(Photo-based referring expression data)
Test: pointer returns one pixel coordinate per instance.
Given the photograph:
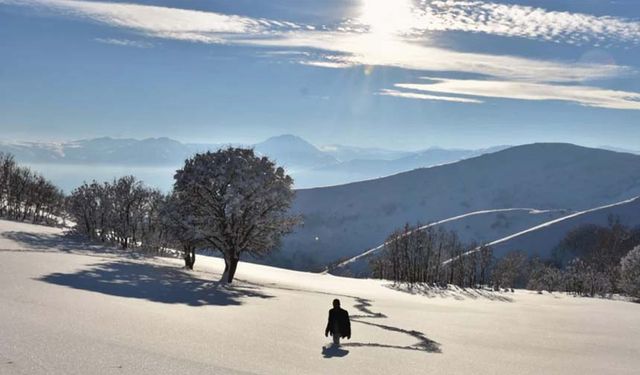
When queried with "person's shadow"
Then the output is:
(331, 351)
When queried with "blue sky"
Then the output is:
(400, 74)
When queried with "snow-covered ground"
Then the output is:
(70, 308)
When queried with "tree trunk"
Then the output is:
(232, 269)
(189, 257)
(226, 270)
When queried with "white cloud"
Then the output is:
(414, 95)
(392, 38)
(584, 95)
(124, 42)
(521, 21)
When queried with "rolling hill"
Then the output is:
(343, 221)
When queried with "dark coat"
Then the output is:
(339, 318)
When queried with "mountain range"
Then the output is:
(310, 166)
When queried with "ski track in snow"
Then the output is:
(544, 225)
(71, 308)
(423, 227)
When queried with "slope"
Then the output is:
(343, 221)
(69, 309)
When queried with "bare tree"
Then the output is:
(630, 273)
(240, 202)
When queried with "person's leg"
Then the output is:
(336, 336)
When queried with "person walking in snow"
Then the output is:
(338, 325)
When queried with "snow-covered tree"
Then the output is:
(510, 270)
(181, 228)
(240, 202)
(630, 273)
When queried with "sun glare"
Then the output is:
(387, 17)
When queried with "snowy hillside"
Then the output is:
(476, 226)
(541, 240)
(69, 308)
(343, 221)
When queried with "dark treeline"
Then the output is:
(591, 260)
(230, 201)
(122, 211)
(26, 195)
(431, 255)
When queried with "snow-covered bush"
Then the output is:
(630, 273)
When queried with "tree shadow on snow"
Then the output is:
(450, 292)
(68, 242)
(154, 283)
(332, 351)
(424, 344)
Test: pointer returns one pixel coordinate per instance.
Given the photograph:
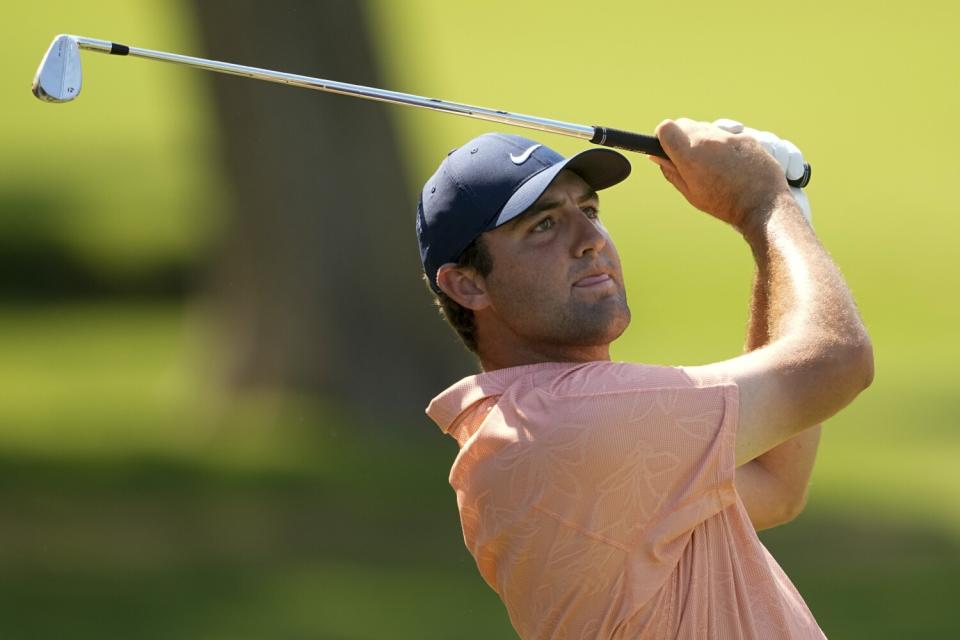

__ASSIGNMENT__:
Search the data above and return each line in which "covered" occurs.

__EXERCISE RESULT__:
When queried with "snow-covered ground"
When queried with "snow-covered tree"
When queried with "snow-covered bush"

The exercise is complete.